Given problem: Each line should be copied exactly.

#### The data ####

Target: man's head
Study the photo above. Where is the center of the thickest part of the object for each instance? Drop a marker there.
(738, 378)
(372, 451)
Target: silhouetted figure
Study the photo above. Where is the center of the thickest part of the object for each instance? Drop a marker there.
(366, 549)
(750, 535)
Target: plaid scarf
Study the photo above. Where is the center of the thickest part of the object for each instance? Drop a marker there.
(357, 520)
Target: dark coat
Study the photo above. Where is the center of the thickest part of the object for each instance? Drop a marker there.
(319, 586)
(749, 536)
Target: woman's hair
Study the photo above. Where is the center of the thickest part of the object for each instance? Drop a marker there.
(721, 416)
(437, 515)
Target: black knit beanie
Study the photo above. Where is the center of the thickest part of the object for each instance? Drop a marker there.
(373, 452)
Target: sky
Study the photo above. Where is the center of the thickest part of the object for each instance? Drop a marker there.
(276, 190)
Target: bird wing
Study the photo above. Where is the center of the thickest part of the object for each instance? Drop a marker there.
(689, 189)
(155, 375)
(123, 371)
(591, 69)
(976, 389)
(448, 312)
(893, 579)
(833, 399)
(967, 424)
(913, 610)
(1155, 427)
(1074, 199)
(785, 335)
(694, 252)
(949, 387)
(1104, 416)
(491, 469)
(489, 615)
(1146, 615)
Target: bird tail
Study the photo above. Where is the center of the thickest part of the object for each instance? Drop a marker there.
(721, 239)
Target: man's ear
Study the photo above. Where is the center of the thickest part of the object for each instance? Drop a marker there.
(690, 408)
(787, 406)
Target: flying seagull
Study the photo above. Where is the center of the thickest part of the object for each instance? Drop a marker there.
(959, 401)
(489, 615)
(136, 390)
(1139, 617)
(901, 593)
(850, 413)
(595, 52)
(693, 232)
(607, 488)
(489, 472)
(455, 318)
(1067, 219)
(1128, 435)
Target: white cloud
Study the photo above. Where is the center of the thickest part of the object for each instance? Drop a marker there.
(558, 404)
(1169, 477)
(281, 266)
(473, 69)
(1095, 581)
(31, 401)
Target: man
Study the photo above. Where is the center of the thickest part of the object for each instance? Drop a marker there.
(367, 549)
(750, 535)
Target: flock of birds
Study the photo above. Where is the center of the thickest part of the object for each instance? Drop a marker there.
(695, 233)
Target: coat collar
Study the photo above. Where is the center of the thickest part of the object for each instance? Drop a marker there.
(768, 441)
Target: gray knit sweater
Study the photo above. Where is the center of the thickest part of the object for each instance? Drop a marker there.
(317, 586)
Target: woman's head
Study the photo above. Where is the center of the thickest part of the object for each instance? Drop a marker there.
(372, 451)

####

Task solution:
Target: man's head
Study the photo above. Where is the center of the thickest part of the object for each instance? Drop a marker there.
(738, 378)
(372, 451)
Target: silhouetted figure
Study the photo above. Where is the center of the thickest part of the object for each instance? Drop a marker there.
(366, 549)
(750, 535)
Target: plaid scarf
Study the photo above. Where is the center of the thickest part of the object for each instance? Drop a marker there.
(357, 520)
Target: dark coat
Study the photo above. Where is the center of the thickest part of the object for each instance? Drop a marker there.
(319, 586)
(749, 536)
Target: woman's hair
Study the photo above. Where is the center of the thickest part of the object for each instance? Drop a marker there.
(721, 416)
(437, 515)
Target: black knit beanie
Study the photo above. Where is the center of the thickest part of the object for each instance? Drop a marker there.
(373, 452)
Target: sky
Study the photo above. Where is the center of the thickest part of the object for each instance? Drop a marker there.
(276, 190)
Target: bird wing
Study the photo above. Where is the center of the thickest part of the object for each instance? Drop a marker there.
(689, 189)
(155, 375)
(123, 371)
(591, 69)
(976, 389)
(448, 312)
(893, 579)
(833, 399)
(967, 424)
(913, 610)
(1155, 427)
(1074, 199)
(785, 335)
(694, 252)
(949, 387)
(1104, 416)
(491, 469)
(489, 615)
(1146, 615)
Target: bird tail
Study the photo above. Where is the center of the thickest part of the object for each instance? Drop a marker there.
(721, 239)
Target: man's ear
Study the photo above. Where is the center of the thickest part of the object for each instance? Drop a marker there.
(690, 408)
(787, 406)
Target: flying seagull
Study the photo above. Where is the center of the thickest part of the object for each instance? Drop a marker there.
(959, 401)
(489, 615)
(136, 390)
(1139, 617)
(901, 593)
(850, 413)
(595, 52)
(693, 232)
(607, 488)
(489, 472)
(455, 318)
(1067, 219)
(1128, 435)
Target: white cloud
Study the photo above. Where is the center of the thickest part of the object for each instance? Drop a marker there.
(558, 404)
(1169, 477)
(281, 266)
(473, 69)
(1095, 581)
(31, 401)
Target: man
Study the photo above. Where is the center of the thickest part of the object for each instance? Drop a marker there.
(367, 549)
(750, 535)
Target: flock of birds
Study the photo above. Where is the center of the thickest part of the object for each instance? Drop a marker there.
(695, 233)
Target: coat collar
Study the photo above. Where is the center of the thickest part of the object for each instance? Drop a marker there.
(768, 441)
Target: gray knit sweater
Study the photo above. Where is the center of the thickest part of the object for each instance? Drop a marker there.
(317, 586)
Target: woman's head
Study the photo above. Where is the center of the thickest part of the object for each instance? Drop a marker there.
(372, 451)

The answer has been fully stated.